-- TO BE DONE --
Copy every line of the entries below without changing anything, and leave the pictures out of your copy.

-- TASK MATERIAL --
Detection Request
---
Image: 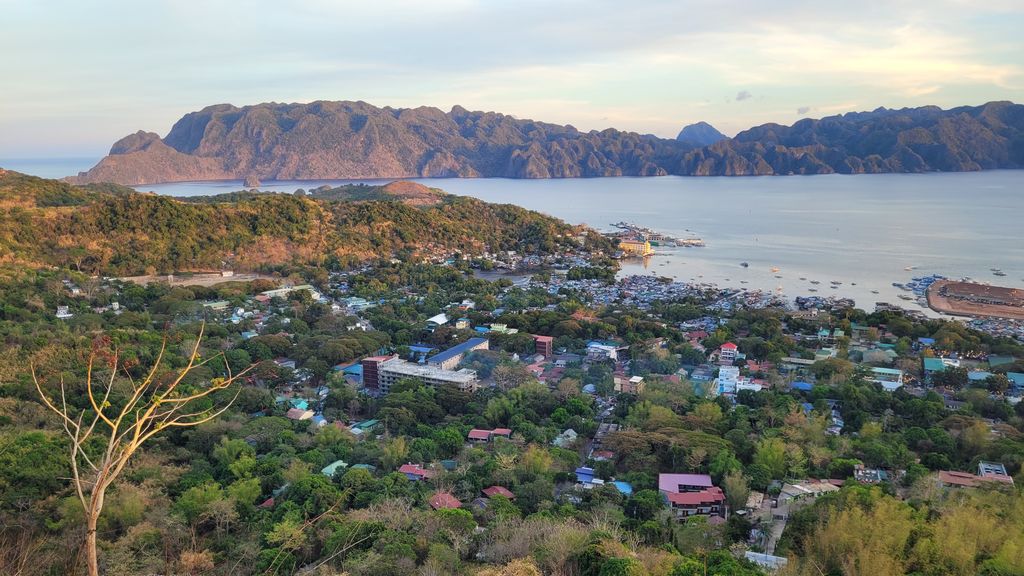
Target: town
[16,245,1024,573]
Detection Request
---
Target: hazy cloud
[0,0,1024,158]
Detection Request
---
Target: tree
[722,471,751,511]
[31,328,245,576]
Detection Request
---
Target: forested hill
[680,102,1024,176]
[71,101,1024,184]
[0,171,600,275]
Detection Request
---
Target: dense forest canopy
[0,171,602,275]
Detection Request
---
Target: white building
[718,366,739,395]
[377,358,479,394]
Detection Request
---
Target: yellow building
[618,240,654,256]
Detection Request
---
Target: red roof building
[483,486,515,500]
[428,492,462,510]
[398,464,435,481]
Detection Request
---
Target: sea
[0,154,1024,312]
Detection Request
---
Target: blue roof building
[611,480,633,496]
[427,337,488,369]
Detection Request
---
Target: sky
[0,0,1024,158]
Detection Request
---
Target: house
[718,342,739,366]
[398,463,437,482]
[321,460,348,478]
[871,367,903,392]
[611,480,633,498]
[615,376,644,394]
[743,550,790,572]
[534,335,555,358]
[690,364,715,382]
[657,474,725,518]
[790,381,814,392]
[427,492,462,510]
[467,428,512,444]
[427,338,488,370]
[978,461,1014,484]
[716,365,739,395]
[853,464,889,484]
[575,466,604,490]
[587,340,624,361]
[481,486,515,500]
[551,428,577,448]
[938,464,1014,488]
[778,480,842,502]
[285,408,313,420]
[427,312,449,332]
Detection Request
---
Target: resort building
[427,338,488,370]
[376,358,479,394]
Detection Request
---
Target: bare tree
[32,328,248,576]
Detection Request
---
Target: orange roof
[664,486,725,506]
[483,486,515,500]
[429,492,462,510]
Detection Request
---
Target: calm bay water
[0,155,1024,310]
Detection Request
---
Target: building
[613,376,644,394]
[376,358,479,394]
[260,284,323,300]
[534,336,555,358]
[978,461,1014,484]
[398,463,436,482]
[618,240,654,256]
[467,428,512,444]
[717,366,739,395]
[428,492,462,510]
[427,338,489,370]
[871,368,903,392]
[587,340,625,361]
[778,480,840,502]
[718,342,739,366]
[427,312,449,332]
[359,356,394,388]
[657,474,725,518]
[481,486,515,500]
[285,408,313,420]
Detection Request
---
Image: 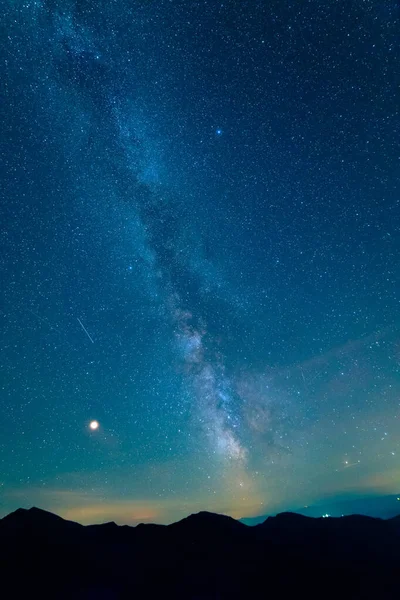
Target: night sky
[0,0,400,524]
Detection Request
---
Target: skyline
[0,0,400,524]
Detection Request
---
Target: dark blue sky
[0,0,400,523]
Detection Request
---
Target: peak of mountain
[0,506,82,531]
[169,511,246,530]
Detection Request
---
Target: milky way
[0,0,400,523]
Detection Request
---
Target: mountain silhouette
[0,508,400,599]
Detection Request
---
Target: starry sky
[0,0,400,524]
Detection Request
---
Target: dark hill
[0,508,400,600]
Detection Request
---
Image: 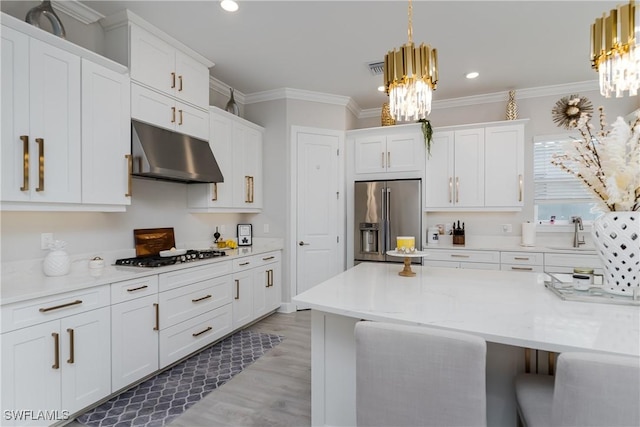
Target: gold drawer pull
[191,326,213,337]
[36,138,44,191]
[191,294,211,302]
[51,332,60,369]
[20,135,29,191]
[39,299,82,313]
[67,328,75,363]
[153,302,160,331]
[124,154,133,197]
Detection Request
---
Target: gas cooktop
[116,249,226,267]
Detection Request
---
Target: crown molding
[51,0,104,25]
[358,80,600,119]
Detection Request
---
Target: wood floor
[69,310,311,427]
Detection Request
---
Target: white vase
[42,249,71,276]
[591,212,640,296]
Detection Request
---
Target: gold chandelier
[384,0,438,121]
[591,0,640,98]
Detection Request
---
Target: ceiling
[18,0,625,109]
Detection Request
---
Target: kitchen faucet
[571,216,584,248]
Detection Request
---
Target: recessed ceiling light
[220,0,238,12]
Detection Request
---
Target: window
[533,135,600,224]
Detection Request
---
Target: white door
[292,128,344,294]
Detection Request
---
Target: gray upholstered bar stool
[516,353,640,427]
[355,322,487,427]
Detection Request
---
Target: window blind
[533,137,593,204]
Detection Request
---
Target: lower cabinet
[2,307,111,426]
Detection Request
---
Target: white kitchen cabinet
[484,123,524,208]
[354,132,425,175]
[2,25,81,203]
[129,24,209,108]
[424,128,485,210]
[82,59,131,205]
[131,83,209,141]
[2,307,111,425]
[111,275,159,392]
[187,107,264,212]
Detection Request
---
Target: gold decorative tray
[544,271,640,306]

-- RESULT OF THE EXERCISE --
Detection Request
---
Image: 
Target: town
[16,245,1024,573]
Detection Request
---
Target: hazy cloud
[0,0,1024,158]
Detection Request
---
Target: tree
[722,471,751,511]
[31,328,245,576]
Detection Request
---
Target: forested hill
[680,102,1024,176]
[71,101,1024,184]
[0,171,600,275]
Detection Request
---
Target: dense forest canopy
[0,171,602,275]
Detection Request
---
Target: white building
[718,366,739,395]
[377,358,479,394]
Detection Request
---
Target: yellow building
[618,240,654,256]
Detection Request
---
Target: red roof building
[483,486,515,500]
[428,492,462,510]
[398,464,435,481]
Detection Request
---
Target: sea
[0,154,1024,312]
Detection Request
---
Target: blue roof building
[611,480,633,496]
[427,337,488,369]
Detection Request
---
Target: sky
[0,0,1024,158]
Detection Request
---
Target: house
[718,342,739,366]
[398,463,437,482]
[321,460,348,478]
[871,367,903,392]
[611,480,633,498]
[615,376,644,394]
[743,550,790,572]
[534,335,555,358]
[690,364,715,382]
[657,474,725,518]
[790,381,814,392]
[427,492,462,510]
[467,428,512,444]
[427,338,488,370]
[978,461,1014,484]
[716,365,739,395]
[853,464,889,484]
[575,466,604,490]
[587,340,624,361]
[481,486,515,500]
[551,428,577,448]
[938,464,1014,488]
[778,480,842,502]
[285,408,313,420]
[427,312,449,332]
Detection Request
---
Target: resort building
[427,338,488,370]
[376,358,479,394]
Detection Request
---
Target: bare tree
[32,328,248,576]
Detection Request
---
Target: orange roof
[664,486,725,506]
[483,486,515,500]
[429,492,462,510]
Detection Request
---
Target: calm bay water
[0,155,1024,310]
Detection Request
---
Target: building
[613,376,644,394]
[376,358,479,394]
[260,284,323,300]
[534,336,555,358]
[978,461,1014,484]
[398,463,436,482]
[618,240,654,256]
[467,428,512,444]
[717,366,739,395]
[428,492,462,510]
[427,338,489,370]
[871,368,903,392]
[587,340,625,361]
[778,480,840,502]
[718,342,739,366]
[427,312,449,332]
[359,356,394,388]
[657,474,725,518]
[481,486,515,500]
[285,408,313,420]
Detection Request
---
Image: 
Target: night sky
[0,0,400,524]
Detection Request
---
Target: skyline
[0,0,400,524]
Detection Request
---
Target: dark blue sky
[0,0,400,523]
Detection Request
---
Target: peak of mountain
[0,506,82,531]
[169,511,246,530]
Detection Request
---
Target: milky way
[0,0,400,523]
Detection Request
---
Target: mountain silhouette
[0,508,400,599]
Detection Request
---
Target: starry sky
[0,0,400,524]
Detection Request
---
Target: dark hill
[0,508,400,600]
Detection Request
---
Image: 
Target: gold drawer pull
[191,326,213,337]
[36,138,44,191]
[191,294,211,302]
[51,332,60,369]
[20,135,29,191]
[39,299,82,313]
[67,328,75,363]
[153,302,160,331]
[124,154,133,197]
Detection Request
---
Target: gas cooktop
[116,249,226,267]
Detection Request
---
Target: crown molding
[51,0,104,25]
[358,80,600,119]
Detection Request
---
Target: wood floor
[69,310,311,427]
Detection Request
---
Target: white vase
[42,249,71,276]
[591,212,640,296]
Detection Request
---
Target: gold chandelier
[384,0,438,121]
[591,0,640,98]
Detection Request
---
Target: ceiling
[18,0,625,109]
Detection Request
---
Target: kitchen faucet
[571,216,584,248]
Detection Request
---
Target: recessed ceiling light
[220,0,238,12]
Detection Request
---
Target: window
[533,135,600,224]
Detection Request
---
Target: white door
[292,128,344,294]
Detection Request
---
Target: gray upholstered bar stool
[516,353,640,427]
[355,322,487,427]
Detection Request
---
Target: window blind
[533,137,593,204]
Detection Request
---
Target: lower cabinet
[2,307,111,426]
Detection Request
---
Target: white kitchen cabinet
[484,123,524,208]
[354,132,425,175]
[2,25,81,203]
[129,24,209,108]
[424,128,485,210]
[82,59,131,205]
[131,83,209,141]
[2,307,111,425]
[111,275,159,392]
[187,107,264,212]
Detection Request
---
Target: gold decorative tray
[544,271,640,306]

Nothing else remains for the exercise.